• [DATASET]:
:::

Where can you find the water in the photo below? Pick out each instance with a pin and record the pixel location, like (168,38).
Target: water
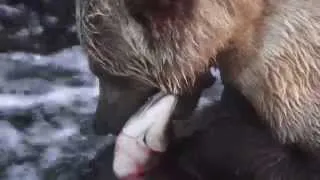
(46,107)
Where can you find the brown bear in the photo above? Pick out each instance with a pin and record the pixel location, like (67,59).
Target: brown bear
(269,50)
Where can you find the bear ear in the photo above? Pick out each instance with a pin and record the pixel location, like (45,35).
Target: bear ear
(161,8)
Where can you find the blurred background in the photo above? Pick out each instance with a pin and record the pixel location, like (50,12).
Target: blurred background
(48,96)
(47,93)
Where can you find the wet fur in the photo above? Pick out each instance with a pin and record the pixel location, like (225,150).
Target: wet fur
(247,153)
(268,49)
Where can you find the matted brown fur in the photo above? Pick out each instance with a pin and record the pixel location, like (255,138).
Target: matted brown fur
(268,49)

:::

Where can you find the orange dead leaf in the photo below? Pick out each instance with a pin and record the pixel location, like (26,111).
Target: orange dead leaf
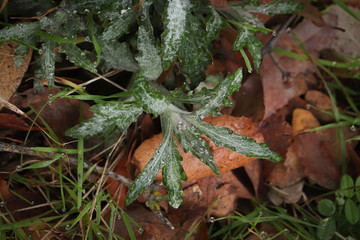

:::

• [WHAT YOU NEED TO DO]:
Print everything from the line containing "Where can you find the orange" down to the line containing "Target: orange dead leaf", both lines included, with each line repeated word for word.

• [COMPLETED EXERCISE]:
Where can you find the orange dead leaf in the photo below? Pick out each instance with a pin and record the pixel location, like (26,111).
Target: orange dead leaf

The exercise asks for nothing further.